(Region outline entries)
-- begin --

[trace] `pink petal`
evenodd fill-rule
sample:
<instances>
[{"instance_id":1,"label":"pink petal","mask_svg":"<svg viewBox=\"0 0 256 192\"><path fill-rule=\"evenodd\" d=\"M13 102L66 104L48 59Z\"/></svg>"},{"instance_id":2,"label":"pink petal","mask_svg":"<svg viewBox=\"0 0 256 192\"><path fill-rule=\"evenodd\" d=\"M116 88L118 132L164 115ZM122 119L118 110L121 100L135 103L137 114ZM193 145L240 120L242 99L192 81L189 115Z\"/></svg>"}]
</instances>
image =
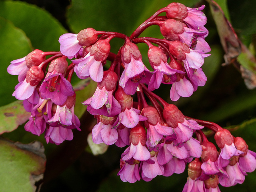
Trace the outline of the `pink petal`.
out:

-- end --

Copy every line of the data above word for word, leaving out the pictures.

[trace] `pink petal`
evenodd fill-rule
sample:
<instances>
[{"instance_id":1,"label":"pink petal","mask_svg":"<svg viewBox=\"0 0 256 192\"><path fill-rule=\"evenodd\" d=\"M13 102L66 104L48 59Z\"/></svg>"},{"instance_id":2,"label":"pink petal","mask_svg":"<svg viewBox=\"0 0 256 192\"><path fill-rule=\"evenodd\" d=\"M116 88L118 132L164 115ZM122 119L118 110L121 100L135 103L137 114ZM193 145L240 120L242 99L192 81L189 115Z\"/></svg>"}]
</instances>
image =
Trace the outline of the `pink petal`.
out:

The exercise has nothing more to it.